> Task goal:
Answer these from the passage below on the US withdrawal from Afghanistan:
(a) How many years of fighting came before the US withdrawal?
(b) Which country did many Taliban fighters defeat in the 1980s?
(c) How far are the Arab Gulf states from Afghanistan?

> Supplied passage:
After 20 years of daily battles and huge investment in the Afghan army, the US withdrew from Afghanistan militarily and politically defeated, in a way unfit for the only superpower in the world.
After 20 years of hit-and-run warfare and hiding in the caves of Tora Bora, infiltrating remote civilian neighbourhoods and often resorting to heinous terrorist acts, the Taliban militant group has returned to the Afghan capital, Kabul, ecstatic with a victory similar to the one many of its fighters enjoyed in the 1980s over the Soviet Union.
The US withdrawal from Afghanistan was hasty, blundering and catastrophic in its implications for America's image and reputation at a moment in which there are rising doubts about its ability to lead the world in the 21st century.
Washington is currently waking up to a heated political debate in its think tanks, academies and corridors of power about how America lost Afghanistan.
Was the decision to withdraw carefully and deliberately planned or was it a disastrous strategic mistake that US President Joe Biden will have to pay for in the next election, if he decides to run again in 2024? How did the only superpower in the world emerge defeated by terrorist militias that seem to come from the Dark Ages?
These questions will remain unresolved for a long time. But the most important question for Arab Gulf states, which are located only 2,000km away from Afghanistan, is: “What are the implications of the US withdrawal from Afghanistan on the security of the Gulf?”

> Data:

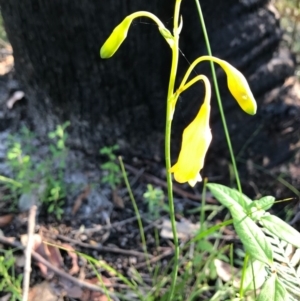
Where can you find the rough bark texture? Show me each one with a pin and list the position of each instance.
(56, 47)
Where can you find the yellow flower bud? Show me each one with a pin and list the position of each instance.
(116, 38)
(239, 88)
(196, 139)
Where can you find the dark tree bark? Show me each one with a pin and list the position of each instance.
(56, 49)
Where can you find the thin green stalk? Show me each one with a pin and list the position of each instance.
(137, 213)
(203, 203)
(219, 97)
(169, 115)
(246, 260)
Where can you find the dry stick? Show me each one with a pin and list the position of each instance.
(106, 227)
(99, 247)
(61, 273)
(155, 259)
(28, 250)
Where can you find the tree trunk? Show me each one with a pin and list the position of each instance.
(122, 100)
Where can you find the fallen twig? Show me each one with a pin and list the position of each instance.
(97, 247)
(28, 251)
(36, 256)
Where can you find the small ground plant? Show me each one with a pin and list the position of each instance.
(10, 281)
(111, 168)
(38, 177)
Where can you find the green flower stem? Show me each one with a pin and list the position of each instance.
(169, 116)
(148, 15)
(238, 182)
(193, 81)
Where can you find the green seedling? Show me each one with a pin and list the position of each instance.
(154, 197)
(112, 171)
(10, 283)
(38, 180)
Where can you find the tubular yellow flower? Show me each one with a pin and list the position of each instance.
(236, 81)
(115, 39)
(119, 34)
(196, 139)
(239, 88)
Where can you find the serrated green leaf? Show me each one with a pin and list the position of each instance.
(252, 237)
(256, 273)
(281, 229)
(268, 290)
(228, 196)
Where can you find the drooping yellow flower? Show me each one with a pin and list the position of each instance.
(239, 88)
(116, 38)
(196, 139)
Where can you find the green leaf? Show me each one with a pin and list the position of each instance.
(228, 196)
(252, 237)
(256, 273)
(265, 203)
(281, 229)
(281, 293)
(268, 290)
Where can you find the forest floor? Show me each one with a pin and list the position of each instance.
(98, 231)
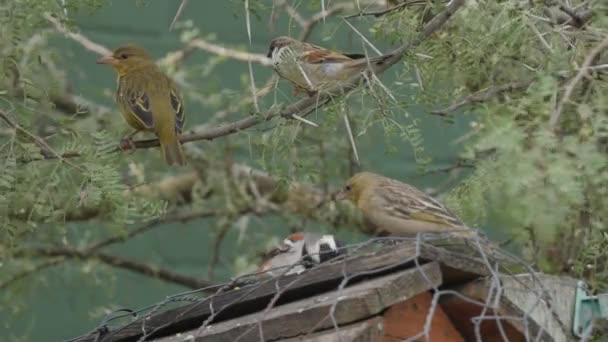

> Solved problem:
(a) 20 years.
(b) The Soviet Union.
(c) Only 2,000km.